■ **Instructions for the task**
From the line with "target: railing" through the line with "target: translucent roof panel", inclusive, return each line of the data below exactly and leave the rest out.

#### Data supplied

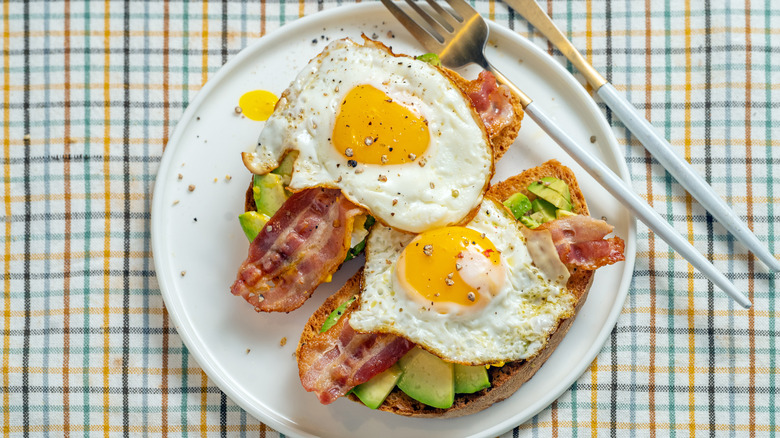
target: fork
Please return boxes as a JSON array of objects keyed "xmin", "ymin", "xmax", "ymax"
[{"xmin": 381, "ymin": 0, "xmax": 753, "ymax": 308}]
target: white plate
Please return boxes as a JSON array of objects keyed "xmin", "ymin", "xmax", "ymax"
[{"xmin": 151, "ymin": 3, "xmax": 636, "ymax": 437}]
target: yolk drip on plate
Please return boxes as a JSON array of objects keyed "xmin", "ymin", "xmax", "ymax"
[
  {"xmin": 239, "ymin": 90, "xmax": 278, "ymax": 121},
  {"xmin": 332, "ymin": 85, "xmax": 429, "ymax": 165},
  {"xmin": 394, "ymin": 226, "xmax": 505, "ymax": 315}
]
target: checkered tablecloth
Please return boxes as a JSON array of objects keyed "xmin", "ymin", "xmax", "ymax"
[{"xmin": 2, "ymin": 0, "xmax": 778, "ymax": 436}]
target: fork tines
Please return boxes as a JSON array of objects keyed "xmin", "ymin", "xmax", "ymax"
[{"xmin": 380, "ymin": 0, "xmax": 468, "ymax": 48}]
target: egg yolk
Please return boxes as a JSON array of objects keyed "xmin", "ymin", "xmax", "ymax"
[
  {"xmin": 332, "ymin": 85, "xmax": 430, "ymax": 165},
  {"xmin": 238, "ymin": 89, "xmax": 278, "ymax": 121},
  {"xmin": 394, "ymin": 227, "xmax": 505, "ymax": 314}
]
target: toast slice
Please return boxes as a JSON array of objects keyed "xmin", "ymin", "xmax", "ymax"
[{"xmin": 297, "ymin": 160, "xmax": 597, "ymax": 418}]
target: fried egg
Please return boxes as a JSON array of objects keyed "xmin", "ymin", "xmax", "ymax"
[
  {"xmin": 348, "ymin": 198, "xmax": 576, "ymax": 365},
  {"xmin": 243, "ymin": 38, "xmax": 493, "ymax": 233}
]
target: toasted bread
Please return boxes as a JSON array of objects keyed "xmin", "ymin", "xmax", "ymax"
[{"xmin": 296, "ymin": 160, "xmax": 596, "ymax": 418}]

########
#### Data supplied

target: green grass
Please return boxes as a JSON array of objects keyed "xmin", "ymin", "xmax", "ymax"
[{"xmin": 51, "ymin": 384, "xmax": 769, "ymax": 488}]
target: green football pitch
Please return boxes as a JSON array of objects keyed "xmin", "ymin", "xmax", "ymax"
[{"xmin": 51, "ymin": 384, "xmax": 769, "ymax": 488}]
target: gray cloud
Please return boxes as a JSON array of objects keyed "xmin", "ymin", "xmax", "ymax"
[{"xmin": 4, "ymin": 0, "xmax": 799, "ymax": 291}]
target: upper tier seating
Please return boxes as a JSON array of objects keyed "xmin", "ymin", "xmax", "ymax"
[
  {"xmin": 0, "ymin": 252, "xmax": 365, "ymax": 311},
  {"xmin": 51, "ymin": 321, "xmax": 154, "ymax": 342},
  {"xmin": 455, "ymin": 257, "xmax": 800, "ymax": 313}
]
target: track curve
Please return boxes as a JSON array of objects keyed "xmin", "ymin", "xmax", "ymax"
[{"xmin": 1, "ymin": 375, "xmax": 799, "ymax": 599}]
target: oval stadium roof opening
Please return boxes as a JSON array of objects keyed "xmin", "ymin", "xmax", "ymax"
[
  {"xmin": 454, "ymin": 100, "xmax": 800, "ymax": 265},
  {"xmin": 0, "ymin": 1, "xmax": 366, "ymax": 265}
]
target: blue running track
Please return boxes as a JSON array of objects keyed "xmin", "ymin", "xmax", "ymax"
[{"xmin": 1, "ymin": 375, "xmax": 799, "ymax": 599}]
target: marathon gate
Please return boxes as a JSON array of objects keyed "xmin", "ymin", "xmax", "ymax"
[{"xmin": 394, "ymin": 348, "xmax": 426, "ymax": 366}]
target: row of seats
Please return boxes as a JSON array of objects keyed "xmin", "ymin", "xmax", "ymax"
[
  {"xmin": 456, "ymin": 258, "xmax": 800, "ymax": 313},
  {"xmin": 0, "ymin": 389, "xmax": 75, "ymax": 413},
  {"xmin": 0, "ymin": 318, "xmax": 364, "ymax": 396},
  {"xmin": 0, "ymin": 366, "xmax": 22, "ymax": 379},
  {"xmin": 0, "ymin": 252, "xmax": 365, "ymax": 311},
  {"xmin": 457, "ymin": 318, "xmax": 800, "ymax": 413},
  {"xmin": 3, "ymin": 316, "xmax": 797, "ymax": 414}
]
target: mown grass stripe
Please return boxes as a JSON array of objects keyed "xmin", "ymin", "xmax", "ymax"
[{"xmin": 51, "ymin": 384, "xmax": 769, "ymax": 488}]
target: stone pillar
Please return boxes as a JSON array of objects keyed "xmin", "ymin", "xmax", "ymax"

########
#### Data supplied

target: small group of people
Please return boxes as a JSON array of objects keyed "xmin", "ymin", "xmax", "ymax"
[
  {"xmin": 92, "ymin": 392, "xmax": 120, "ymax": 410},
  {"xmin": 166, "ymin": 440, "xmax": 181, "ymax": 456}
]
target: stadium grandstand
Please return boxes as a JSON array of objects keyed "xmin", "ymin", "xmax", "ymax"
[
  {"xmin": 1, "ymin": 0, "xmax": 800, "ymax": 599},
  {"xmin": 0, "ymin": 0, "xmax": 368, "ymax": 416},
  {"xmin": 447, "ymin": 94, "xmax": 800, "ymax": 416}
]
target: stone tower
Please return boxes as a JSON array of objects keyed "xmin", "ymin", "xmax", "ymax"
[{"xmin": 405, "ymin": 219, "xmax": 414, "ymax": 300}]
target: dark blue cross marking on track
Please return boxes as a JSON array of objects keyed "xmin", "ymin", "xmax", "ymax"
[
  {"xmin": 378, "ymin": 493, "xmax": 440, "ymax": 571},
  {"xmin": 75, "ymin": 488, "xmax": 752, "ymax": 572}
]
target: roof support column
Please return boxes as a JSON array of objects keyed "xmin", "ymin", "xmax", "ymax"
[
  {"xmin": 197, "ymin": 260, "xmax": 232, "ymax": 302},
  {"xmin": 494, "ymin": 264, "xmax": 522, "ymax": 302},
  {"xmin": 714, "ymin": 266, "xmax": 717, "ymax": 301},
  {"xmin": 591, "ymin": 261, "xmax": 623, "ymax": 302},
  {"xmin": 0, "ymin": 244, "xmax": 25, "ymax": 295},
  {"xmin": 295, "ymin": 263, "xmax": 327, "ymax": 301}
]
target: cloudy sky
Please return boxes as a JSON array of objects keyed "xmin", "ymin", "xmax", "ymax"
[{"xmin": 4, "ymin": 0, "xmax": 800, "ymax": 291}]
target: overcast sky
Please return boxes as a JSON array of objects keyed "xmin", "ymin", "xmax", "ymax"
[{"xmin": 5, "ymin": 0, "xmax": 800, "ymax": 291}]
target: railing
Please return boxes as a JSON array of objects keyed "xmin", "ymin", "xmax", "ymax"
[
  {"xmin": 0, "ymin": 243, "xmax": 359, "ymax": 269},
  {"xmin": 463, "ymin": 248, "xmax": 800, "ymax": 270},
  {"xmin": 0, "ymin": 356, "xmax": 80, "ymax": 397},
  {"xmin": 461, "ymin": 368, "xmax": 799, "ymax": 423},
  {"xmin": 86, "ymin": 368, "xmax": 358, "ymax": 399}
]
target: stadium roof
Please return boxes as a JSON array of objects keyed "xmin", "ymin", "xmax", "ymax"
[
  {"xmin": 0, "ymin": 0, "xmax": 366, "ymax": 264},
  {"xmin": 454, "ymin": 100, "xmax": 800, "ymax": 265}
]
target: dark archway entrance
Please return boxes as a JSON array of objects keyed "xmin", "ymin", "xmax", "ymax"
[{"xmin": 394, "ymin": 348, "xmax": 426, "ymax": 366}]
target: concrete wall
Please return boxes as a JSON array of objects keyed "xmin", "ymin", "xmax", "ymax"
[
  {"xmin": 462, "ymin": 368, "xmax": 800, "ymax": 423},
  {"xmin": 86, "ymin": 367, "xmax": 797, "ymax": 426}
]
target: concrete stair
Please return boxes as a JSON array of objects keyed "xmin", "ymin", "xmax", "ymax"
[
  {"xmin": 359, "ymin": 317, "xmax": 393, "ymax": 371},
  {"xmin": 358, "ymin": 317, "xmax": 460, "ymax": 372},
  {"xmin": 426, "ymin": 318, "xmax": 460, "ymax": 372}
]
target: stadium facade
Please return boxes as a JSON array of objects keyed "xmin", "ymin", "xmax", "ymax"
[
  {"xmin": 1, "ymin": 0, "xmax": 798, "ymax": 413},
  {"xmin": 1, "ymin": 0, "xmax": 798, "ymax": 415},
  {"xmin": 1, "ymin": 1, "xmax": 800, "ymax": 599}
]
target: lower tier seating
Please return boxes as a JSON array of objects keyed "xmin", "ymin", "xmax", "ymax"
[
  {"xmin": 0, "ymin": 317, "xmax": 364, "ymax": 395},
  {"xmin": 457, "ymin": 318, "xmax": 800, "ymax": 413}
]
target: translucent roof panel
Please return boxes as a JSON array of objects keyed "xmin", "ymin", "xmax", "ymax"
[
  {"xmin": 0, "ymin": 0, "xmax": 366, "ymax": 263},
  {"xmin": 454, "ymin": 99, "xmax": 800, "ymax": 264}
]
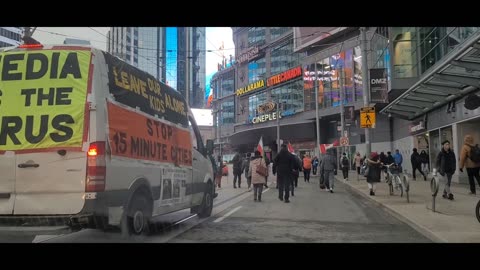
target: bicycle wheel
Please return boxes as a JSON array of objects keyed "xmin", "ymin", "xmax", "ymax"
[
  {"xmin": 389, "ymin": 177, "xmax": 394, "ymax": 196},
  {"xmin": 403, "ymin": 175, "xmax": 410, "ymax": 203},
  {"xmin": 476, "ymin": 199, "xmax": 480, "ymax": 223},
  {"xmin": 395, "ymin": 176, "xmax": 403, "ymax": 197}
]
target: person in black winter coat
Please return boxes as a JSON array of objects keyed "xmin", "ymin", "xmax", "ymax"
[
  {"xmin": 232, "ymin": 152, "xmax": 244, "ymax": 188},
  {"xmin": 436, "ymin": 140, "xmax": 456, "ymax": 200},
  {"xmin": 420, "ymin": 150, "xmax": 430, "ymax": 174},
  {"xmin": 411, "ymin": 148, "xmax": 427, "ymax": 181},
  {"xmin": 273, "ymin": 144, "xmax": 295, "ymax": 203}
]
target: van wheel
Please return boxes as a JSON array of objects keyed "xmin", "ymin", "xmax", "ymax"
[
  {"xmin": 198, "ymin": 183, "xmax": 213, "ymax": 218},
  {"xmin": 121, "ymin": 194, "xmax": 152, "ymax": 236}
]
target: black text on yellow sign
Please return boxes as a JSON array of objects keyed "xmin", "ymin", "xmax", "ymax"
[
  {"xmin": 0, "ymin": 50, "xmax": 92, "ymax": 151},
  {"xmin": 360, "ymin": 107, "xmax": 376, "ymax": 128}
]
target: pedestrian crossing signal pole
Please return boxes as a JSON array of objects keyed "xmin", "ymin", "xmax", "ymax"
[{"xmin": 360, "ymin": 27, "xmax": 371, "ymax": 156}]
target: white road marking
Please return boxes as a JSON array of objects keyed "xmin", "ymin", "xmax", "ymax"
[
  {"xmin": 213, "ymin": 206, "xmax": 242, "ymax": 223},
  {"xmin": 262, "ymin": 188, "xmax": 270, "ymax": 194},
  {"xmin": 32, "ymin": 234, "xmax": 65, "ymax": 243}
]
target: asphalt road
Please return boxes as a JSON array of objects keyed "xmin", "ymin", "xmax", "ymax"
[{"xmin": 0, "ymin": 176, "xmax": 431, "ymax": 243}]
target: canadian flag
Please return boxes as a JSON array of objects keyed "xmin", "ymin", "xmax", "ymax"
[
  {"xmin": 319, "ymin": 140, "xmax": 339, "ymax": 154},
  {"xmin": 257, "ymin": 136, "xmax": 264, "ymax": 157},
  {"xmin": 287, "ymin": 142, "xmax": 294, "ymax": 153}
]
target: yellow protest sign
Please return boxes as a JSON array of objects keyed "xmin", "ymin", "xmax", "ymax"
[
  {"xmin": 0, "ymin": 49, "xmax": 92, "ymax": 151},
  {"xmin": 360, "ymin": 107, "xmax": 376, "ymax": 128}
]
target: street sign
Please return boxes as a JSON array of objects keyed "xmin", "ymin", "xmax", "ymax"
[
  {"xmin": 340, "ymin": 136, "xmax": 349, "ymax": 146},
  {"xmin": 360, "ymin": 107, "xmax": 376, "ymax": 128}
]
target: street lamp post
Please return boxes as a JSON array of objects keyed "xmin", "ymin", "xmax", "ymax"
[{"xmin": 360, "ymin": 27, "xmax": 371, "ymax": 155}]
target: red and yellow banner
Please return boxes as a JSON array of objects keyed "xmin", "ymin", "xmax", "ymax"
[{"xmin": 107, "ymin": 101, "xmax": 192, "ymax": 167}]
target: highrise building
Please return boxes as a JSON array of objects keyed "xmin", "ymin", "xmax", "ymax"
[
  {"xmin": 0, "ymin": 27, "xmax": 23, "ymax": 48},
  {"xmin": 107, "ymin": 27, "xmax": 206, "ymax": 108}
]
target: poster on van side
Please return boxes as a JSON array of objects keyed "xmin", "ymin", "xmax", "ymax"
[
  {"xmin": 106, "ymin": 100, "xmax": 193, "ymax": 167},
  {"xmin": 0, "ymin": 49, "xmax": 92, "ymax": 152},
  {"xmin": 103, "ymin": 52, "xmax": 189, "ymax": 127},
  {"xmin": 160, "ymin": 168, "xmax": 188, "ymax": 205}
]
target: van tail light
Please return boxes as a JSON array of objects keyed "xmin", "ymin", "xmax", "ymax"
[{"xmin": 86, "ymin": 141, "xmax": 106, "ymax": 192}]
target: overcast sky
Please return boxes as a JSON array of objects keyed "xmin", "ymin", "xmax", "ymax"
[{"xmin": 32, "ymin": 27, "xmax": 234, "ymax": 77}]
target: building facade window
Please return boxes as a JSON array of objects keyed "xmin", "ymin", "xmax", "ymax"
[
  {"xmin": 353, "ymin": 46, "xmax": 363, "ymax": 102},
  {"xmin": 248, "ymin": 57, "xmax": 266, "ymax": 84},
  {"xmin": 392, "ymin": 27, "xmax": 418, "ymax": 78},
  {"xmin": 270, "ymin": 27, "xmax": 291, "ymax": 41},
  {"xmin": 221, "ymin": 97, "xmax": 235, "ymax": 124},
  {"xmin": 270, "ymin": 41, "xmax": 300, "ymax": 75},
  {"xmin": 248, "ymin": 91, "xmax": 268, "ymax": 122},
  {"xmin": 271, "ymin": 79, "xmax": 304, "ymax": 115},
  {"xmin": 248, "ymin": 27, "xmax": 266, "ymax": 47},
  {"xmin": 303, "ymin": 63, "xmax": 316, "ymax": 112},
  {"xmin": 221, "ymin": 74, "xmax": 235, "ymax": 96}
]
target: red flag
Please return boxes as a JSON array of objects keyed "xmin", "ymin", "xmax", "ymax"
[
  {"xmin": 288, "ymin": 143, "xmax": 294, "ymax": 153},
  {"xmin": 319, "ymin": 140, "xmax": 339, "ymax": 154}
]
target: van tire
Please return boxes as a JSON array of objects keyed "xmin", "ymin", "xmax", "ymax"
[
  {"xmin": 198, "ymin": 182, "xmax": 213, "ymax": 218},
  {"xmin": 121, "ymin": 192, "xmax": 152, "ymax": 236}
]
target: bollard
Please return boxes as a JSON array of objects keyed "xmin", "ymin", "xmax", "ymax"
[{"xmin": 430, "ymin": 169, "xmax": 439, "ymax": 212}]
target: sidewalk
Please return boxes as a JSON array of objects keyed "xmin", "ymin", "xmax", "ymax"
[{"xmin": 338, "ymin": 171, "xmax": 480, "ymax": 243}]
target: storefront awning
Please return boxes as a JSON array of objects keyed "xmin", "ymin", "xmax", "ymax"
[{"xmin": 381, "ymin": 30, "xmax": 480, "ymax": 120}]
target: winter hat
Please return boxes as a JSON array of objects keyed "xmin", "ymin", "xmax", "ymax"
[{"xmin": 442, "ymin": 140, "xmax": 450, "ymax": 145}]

########

■ **Your solution**
target: railing
Please return boxes as a JSON array of objects keyed "xmin", "ymin", "xmax", "ymax"
[
  {"xmin": 0, "ymin": 243, "xmax": 359, "ymax": 269},
  {"xmin": 463, "ymin": 248, "xmax": 800, "ymax": 270},
  {"xmin": 0, "ymin": 356, "xmax": 80, "ymax": 397},
  {"xmin": 461, "ymin": 368, "xmax": 799, "ymax": 423},
  {"xmin": 86, "ymin": 368, "xmax": 358, "ymax": 399}
]
target: stadium roof
Please return boxes as a JSON array of objects keyed "xmin", "ymin", "xmax", "ymax"
[
  {"xmin": 0, "ymin": 0, "xmax": 366, "ymax": 264},
  {"xmin": 454, "ymin": 100, "xmax": 800, "ymax": 265}
]
target: dark archway entrance
Please return boxes as a JSON array of objects keyed "xmin", "ymin", "xmax", "ymax"
[{"xmin": 394, "ymin": 348, "xmax": 426, "ymax": 366}]
target: concrete wall
Please return boxes as a JSON array of objects keyed "xmin", "ymin", "xmax", "ymax"
[
  {"xmin": 462, "ymin": 368, "xmax": 800, "ymax": 423},
  {"xmin": 86, "ymin": 367, "xmax": 797, "ymax": 426}
]
target: concrete stair
Please return boxes as a JSON array of objects keyed "xmin", "ymin", "xmax", "ymax"
[
  {"xmin": 359, "ymin": 317, "xmax": 393, "ymax": 371},
  {"xmin": 358, "ymin": 317, "xmax": 460, "ymax": 372},
  {"xmin": 426, "ymin": 318, "xmax": 460, "ymax": 372}
]
target: stadium facade
Please return boxes as a JSON array of objects keyed "xmin", "ymin", "xmax", "ymax"
[
  {"xmin": 1, "ymin": 0, "xmax": 798, "ymax": 413},
  {"xmin": 1, "ymin": 0, "xmax": 798, "ymax": 415},
  {"xmin": 1, "ymin": 1, "xmax": 800, "ymax": 599}
]
target: lower tier seating
Please return boxes as a JSON array of objects keyed "xmin", "ymin", "xmax", "ymax"
[
  {"xmin": 0, "ymin": 317, "xmax": 364, "ymax": 395},
  {"xmin": 457, "ymin": 318, "xmax": 800, "ymax": 413}
]
target: translucent roof panel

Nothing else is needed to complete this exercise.